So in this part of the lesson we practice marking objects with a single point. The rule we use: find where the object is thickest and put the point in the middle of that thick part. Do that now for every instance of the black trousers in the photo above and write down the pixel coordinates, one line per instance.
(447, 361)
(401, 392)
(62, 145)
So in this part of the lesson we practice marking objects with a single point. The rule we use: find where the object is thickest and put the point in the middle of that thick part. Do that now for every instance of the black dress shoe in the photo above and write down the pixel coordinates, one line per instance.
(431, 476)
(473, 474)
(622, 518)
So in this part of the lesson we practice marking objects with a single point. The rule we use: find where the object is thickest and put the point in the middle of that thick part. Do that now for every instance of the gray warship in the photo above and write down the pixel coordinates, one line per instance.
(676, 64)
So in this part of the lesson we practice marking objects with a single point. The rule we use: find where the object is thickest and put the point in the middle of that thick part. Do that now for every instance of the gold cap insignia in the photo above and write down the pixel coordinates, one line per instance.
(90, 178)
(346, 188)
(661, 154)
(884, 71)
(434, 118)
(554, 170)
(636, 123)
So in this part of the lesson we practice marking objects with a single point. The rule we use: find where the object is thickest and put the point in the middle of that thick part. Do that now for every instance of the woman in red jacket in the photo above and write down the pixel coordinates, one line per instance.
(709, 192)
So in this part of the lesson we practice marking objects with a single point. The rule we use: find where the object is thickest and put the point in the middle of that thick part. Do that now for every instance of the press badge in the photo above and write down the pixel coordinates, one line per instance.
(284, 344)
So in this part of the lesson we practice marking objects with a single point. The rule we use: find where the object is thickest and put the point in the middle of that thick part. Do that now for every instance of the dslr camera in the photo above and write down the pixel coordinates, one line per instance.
━━━━━━━━
- [AIM OF THE TASK]: Transcribe all the material, keeping each word as it is.

- [ANSWER BOX]:
So in this part of the lesson we practice marking objects with a single point. The rule we use: find where the object is thickest and put the point in the middle of that thick part. Do that now for every instance of the black trousers in the photo above and write down the pixel coordinates, one line per instance.
(447, 361)
(401, 392)
(62, 145)
So in this part of the lesson we practice marking objects with a single point. The rule we use: find where the object is thickest and put the point in the middle of that thick part. Do that now for every instance of the black dress shoe in the photo above and write down the pixel coordinates, one line per instance.
(431, 476)
(473, 474)
(622, 518)
So in this part of the lesson we practice marking objects with a single point. The rule we use: find where the object is thickest and put the point in the middle of that thick part. Do that now for every instance of the gray warship in the photo above and write down the pixel coordinates, one line per instance.
(676, 64)
So in this part of the lesson we practice marking objects with a single point. The rule we use: find where the object is thickest and put the point in the middle of that thick part. Do that now for every instance of the gold cap insignia in the photo above and write down the pixel coordinates, one line per instance.
(90, 178)
(346, 188)
(661, 154)
(884, 71)
(434, 118)
(554, 170)
(636, 123)
So in this part of the lesson we practice marking objects with a single point. The rule we use: find where the object is thickest and put the point in the middle of that thick part. Do that now for every instance of the woman in red jacket in the photo above and write down the pixel coordinates, one line per instance.
(709, 192)
So in this part of the lesson we practice marking objects with a single point. The rule we use: find where the object is thickest and put the point in the middle of that thick part. Do that now for every instance of the press badge in the photo above and write down the pixel coordinates, one line per instance.
(284, 344)
So in this part of the lesson we practice marking objects with a single point. The rule we use: find where the object is thickest and put the point in the middle of that thick part. Do that now for every instance of the dslr camera in the photo above and write down the pixel coordinates, one line per instance.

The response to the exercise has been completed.